Your assignment - Beginning with the line that contains "Identify the window", extract each line through the end of the listing below, with no additions or omissions.

****************

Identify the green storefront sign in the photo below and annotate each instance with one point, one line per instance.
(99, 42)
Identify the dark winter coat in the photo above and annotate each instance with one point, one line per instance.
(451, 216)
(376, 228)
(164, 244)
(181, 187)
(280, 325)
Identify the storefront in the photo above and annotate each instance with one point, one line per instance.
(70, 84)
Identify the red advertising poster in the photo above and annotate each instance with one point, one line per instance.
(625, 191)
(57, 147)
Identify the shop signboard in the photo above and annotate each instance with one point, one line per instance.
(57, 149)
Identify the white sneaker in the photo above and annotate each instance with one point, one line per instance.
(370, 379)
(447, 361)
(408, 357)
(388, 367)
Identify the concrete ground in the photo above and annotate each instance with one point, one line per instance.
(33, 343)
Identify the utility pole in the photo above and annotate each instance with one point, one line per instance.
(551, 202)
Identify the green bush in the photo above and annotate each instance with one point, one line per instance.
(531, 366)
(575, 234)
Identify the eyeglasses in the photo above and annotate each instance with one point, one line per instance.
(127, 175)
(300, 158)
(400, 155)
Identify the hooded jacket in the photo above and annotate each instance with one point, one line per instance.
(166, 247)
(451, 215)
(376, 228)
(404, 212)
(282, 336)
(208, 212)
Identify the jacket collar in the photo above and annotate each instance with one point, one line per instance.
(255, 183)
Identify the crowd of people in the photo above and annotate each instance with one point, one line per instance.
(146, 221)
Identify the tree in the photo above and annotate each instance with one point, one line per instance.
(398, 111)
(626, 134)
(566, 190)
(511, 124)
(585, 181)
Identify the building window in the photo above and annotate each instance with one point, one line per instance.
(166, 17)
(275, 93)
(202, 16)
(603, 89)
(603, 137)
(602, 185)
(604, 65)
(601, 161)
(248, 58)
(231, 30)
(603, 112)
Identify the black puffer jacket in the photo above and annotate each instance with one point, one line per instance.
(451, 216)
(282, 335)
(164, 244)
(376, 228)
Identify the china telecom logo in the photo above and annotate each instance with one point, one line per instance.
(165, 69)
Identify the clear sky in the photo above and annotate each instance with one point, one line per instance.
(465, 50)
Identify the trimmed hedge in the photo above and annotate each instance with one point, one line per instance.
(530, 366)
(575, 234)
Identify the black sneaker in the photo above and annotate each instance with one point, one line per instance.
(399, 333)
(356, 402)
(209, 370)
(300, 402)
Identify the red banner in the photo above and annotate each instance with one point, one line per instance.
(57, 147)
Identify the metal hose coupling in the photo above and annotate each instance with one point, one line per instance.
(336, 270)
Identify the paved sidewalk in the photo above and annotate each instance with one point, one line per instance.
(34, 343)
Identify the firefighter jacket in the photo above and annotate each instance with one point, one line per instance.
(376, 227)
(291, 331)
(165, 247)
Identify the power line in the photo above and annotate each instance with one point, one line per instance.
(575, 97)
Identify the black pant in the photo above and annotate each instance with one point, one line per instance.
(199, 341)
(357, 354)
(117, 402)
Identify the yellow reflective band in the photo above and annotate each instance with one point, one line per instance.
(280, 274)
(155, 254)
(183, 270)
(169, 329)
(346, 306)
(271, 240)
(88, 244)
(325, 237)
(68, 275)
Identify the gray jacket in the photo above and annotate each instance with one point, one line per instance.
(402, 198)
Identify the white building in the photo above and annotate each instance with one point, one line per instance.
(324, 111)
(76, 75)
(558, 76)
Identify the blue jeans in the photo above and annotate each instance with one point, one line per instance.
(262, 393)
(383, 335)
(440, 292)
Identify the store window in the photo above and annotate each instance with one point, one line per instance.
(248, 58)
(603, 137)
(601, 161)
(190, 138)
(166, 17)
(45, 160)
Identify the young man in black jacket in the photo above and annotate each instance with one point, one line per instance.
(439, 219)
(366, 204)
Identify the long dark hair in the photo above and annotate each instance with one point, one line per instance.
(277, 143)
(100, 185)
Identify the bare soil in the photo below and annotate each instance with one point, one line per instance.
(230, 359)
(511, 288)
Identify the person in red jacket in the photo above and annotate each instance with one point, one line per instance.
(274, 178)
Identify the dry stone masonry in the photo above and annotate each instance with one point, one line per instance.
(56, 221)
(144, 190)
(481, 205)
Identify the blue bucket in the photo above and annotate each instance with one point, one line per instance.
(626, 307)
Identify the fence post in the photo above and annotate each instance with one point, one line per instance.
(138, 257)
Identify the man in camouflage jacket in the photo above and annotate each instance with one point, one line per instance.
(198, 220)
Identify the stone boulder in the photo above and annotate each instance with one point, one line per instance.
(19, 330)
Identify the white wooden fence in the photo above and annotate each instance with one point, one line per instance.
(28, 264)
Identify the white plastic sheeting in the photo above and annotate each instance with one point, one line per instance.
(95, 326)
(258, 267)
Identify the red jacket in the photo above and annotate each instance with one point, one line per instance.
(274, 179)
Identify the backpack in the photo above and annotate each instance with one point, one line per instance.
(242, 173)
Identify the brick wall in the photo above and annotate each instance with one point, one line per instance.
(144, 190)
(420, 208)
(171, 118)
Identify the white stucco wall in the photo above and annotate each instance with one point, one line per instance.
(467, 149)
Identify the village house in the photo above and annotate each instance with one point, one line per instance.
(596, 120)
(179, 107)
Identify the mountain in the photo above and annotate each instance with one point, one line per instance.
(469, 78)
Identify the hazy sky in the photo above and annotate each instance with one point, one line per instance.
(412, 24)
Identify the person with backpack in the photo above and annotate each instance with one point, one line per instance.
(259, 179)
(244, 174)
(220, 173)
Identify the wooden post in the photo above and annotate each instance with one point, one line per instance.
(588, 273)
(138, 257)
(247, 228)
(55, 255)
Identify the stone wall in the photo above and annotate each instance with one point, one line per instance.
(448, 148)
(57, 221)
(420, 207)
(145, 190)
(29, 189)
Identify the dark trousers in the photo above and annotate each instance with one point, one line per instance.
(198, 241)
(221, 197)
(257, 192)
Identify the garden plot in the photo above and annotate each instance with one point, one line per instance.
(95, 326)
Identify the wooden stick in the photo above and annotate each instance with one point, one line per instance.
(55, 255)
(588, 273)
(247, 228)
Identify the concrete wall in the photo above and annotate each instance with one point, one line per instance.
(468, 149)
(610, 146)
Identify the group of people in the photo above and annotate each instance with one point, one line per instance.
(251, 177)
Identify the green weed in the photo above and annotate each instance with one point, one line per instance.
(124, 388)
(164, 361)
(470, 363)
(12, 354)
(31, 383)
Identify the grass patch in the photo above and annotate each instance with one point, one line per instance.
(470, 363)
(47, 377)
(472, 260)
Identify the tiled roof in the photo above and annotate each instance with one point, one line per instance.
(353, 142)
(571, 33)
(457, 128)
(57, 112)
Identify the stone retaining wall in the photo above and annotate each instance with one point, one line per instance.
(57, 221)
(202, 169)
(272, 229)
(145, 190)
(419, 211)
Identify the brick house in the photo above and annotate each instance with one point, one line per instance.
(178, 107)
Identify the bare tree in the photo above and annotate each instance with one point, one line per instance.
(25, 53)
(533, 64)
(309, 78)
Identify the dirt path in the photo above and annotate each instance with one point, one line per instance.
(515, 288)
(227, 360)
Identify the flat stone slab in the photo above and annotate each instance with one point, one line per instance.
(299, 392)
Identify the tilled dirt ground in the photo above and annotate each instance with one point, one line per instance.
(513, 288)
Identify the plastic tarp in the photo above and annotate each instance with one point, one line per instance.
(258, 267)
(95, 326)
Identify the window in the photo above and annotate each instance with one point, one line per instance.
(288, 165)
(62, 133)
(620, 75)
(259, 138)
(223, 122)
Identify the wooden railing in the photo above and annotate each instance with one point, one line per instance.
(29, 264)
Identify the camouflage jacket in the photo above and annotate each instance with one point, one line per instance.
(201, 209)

****************

Solved exercise -
Identify the window in the photo above and annotate each instance with one point, one line per instance.
(288, 165)
(62, 133)
(620, 75)
(259, 138)
(223, 122)
Identify the wooden railing in the photo above and annotate each instance with one point, one line per instance.
(29, 264)
Identify the camouflage jacket in the photo above and annotate each instance with one point, one line per instance.
(201, 209)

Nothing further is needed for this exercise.